_What is expected_
Write out the material below from its first line through the line containing "pixel 196 166", both ends included, word for word. Leave any pictures out of your answer.

# # # #

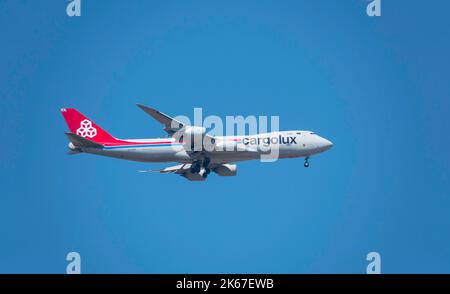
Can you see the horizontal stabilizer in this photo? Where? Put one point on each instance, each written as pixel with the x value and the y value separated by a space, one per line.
pixel 79 141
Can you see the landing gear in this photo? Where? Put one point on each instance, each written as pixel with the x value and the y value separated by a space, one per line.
pixel 306 164
pixel 196 166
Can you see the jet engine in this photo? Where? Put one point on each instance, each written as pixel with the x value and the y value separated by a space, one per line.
pixel 226 170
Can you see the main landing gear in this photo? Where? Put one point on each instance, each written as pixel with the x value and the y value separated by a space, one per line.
pixel 200 165
pixel 306 164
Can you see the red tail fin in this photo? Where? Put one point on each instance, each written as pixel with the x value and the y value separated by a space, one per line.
pixel 84 127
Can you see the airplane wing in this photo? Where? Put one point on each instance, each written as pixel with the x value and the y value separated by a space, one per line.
pixel 184 170
pixel 181 169
pixel 171 126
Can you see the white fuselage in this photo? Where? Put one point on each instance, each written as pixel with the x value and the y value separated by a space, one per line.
pixel 289 144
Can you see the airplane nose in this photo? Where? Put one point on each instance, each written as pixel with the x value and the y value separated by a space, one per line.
pixel 326 144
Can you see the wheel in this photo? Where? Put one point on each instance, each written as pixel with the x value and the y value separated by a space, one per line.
pixel 195 168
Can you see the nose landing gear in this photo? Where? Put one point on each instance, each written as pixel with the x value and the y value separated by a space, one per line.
pixel 306 164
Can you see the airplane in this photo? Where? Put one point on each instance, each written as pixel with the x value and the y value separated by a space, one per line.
pixel 196 161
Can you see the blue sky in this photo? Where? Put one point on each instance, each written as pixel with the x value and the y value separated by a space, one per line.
pixel 377 87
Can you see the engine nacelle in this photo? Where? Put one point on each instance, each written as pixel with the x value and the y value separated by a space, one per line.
pixel 192 137
pixel 226 170
pixel 194 131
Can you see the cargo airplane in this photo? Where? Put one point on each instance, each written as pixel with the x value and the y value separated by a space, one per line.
pixel 196 161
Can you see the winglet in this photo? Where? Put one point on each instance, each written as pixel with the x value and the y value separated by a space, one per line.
pixel 79 141
pixel 171 125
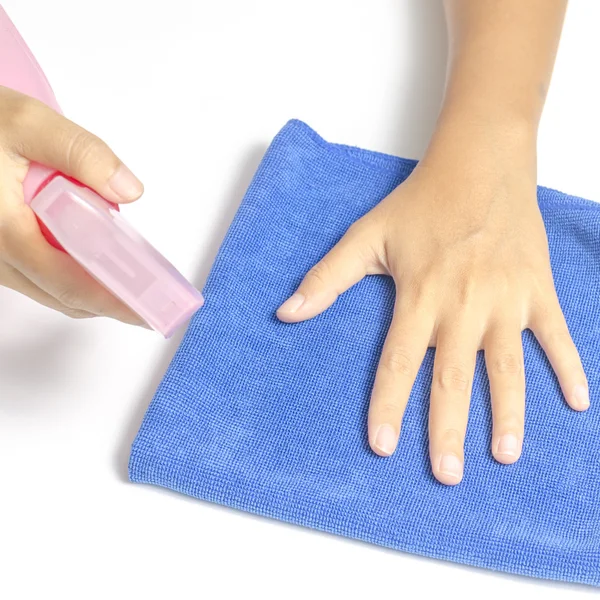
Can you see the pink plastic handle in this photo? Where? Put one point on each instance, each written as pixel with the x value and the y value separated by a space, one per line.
pixel 88 227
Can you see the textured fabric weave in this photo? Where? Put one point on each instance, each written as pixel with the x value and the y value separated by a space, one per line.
pixel 271 417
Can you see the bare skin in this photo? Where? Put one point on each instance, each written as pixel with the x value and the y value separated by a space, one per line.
pixel 465 243
pixel 30 131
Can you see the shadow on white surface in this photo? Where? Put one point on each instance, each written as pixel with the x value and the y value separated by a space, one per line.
pixel 230 205
pixel 420 83
pixel 38 348
pixel 537 584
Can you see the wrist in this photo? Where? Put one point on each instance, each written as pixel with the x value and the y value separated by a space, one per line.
pixel 464 137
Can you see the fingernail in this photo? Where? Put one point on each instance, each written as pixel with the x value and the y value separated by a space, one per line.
pixel 125 184
pixel 385 439
pixel 582 396
pixel 292 304
pixel 508 445
pixel 451 465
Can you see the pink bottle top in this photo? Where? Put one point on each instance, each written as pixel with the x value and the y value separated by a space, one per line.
pixel 88 227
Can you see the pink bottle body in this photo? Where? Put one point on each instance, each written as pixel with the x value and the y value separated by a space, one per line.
pixel 88 227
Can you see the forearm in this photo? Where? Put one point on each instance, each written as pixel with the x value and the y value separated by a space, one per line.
pixel 501 56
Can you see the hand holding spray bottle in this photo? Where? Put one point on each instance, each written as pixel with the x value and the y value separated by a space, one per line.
pixel 90 229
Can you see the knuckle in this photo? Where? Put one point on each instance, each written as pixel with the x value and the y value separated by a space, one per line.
pixel 70 299
pixel 17 226
pixel 508 363
pixel 453 379
pixel 21 112
pixel 84 148
pixel 465 291
pixel 398 361
pixel 73 313
pixel 320 273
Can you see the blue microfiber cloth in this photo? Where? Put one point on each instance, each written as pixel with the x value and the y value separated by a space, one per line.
pixel 271 418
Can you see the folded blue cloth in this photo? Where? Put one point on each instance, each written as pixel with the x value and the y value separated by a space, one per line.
pixel 271 417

# # # #

_Response to this task_
Can you see the horizontal stabilizer in this photo? Where? Put one point on each instance, each written as pixel with the x value and the y value separated by a space, one per line.
pixel 79 141
Can you see the landing gear in this photo? Where? Put one point on each instance, each written as pixel with the x value and the y value separated by a space, one per line.
pixel 306 164
pixel 196 166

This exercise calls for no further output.